▶ **Page extract**
============
Not only has it all been leased up in 18 months– tenants include furniture and homewares retailer Early Settler, ASX-listed packaging maker Orora, outdoor furniture retailer Harman and another packaging company San Miguel Yamamura – but the more recent deals have been struck at close to new market rates of around $115 per sq m.

“There’s positive pressure on rents,” Mr. Buxton said.

“Rents have had to rise 40 per cent to make projects stack up and in most markets that has occurred.”

A new report by CBRE found super prime industrial rents in Sydney have surged 38 per cent over the past 12 months to March to average $215 per sq m. They are up 23 per cent in Melbourne and 30 per cent in Perth over the same time period.

Nationally, prime industrial rents rose 25 per cent over the 12 months to March, the strongest annual rental growth in over 30 years, JLL found.

With vacancy at 0.5 per cent in Sydney, 1 per cent in Melbourne and less than 1 per cent in Brisbane, major industrial players have swiftly leased up new warehousing projects to major retailers, manufacturers and logistics companies seeking to streamline their supply chains and get goods quicker to end customers.

At the Yards Estate at Kemps Creek in Western Sydney, joint venture developers Frasers Property Industrial and Aware Real Estate – the property investment arm of Aware Super – have leased a 29,808 sq m temperature-controlled automated warehouse to ASX-listed pharmaceutical packaging company Probiotec for 15 years.

Probiotec will consolidate its packaging operations into the new $120 million warehouse, which will include 1,118 sq m of mezzanine office space and house 200 employees.

This latest deal continues the trend of large manufacturing businesses exiting older style facilities and seeking modern, bespoke and operationally efficient buildings.

Jack Moroney, TMX Director of Property

Supply chain and industrial property specialist TMX which designed the new facility, due for completion next year.

Frasers Property Industrial has also leased over 38,000 sq m of under-construction warehouse space in south-east Queensland and Melbourne to Frank Walker’s National Tiles retail empire on 10-year leases.

In Yatala, on the Gold Coast National Tiles will lease a new 17,500 sq facility within FPI’s Vantage estate that will serve as its local distribution centre, customer trade centre, design centre and Queensland support office.

The Yatala warehouse is due for completion in the second quarter of the year, while a new 20,710 sq m facility at FPI’s Canvas West estate in Tarneit in Melbourne’s west that National Tiles will also lease is due for completion in late 2023.

Both National Tiles will feature rooftop solar arrays and rainwater harvesting and reuse systems as part of sustainability features that FPI hopes will achieve five-star ratings from the Green Building Council of Australia. Hindmarsh is building the Gold Coast warehouse while Texco Construction is the Melbourne builder. Todd Grima from CBRE brokered the Tarneit lease.
============
▶ **Stored data entries**

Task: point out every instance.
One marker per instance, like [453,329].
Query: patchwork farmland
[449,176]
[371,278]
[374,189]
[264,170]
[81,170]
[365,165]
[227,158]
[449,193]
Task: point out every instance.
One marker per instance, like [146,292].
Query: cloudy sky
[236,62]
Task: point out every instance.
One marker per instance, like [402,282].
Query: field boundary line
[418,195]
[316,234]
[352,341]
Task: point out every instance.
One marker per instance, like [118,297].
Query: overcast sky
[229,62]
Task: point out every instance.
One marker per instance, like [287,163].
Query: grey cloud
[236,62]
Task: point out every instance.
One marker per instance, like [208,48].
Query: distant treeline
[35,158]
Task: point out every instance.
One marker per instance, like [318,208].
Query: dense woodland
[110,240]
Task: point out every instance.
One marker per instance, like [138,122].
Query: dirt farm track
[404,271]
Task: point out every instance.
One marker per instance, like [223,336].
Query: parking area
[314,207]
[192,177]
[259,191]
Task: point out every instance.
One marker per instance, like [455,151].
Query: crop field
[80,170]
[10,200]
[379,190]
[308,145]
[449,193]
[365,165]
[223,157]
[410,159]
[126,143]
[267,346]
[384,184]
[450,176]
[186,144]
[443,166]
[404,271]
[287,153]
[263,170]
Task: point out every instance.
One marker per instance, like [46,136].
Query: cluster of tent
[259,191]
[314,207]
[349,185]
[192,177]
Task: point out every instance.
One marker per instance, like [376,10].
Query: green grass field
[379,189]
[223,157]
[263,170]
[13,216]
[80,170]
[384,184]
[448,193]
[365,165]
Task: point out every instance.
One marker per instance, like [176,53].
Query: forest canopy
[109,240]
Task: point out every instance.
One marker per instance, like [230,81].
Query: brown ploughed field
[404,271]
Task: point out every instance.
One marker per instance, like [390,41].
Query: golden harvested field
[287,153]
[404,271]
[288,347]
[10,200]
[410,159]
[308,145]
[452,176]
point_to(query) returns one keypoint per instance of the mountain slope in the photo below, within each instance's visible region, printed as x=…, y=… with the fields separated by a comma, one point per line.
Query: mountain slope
============
▶ **What this task involves**
According to the industrial rents article, please state how long Probiotec has leased the warehouse at the Yards Estate in Kemps Creek.

▶ **Answer for this exercise**
15 years.